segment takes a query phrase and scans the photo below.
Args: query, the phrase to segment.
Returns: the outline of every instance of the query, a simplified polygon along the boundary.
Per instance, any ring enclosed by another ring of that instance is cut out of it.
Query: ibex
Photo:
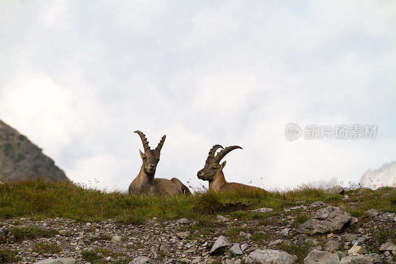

◆ **TASK REQUIREMENTS**
Reproduce every row above verbatim, leaving out the pictures.

◆ **RESULT**
segment takes a query phrase and scans the photo below.
Args: query, the phrase to segment.
Returns: the outline of every instance of the query, a simplified polygon along the boundary.
Per instance, any ring enclosed by another ring of that instance is cut out of it.
Query: ibex
Photo:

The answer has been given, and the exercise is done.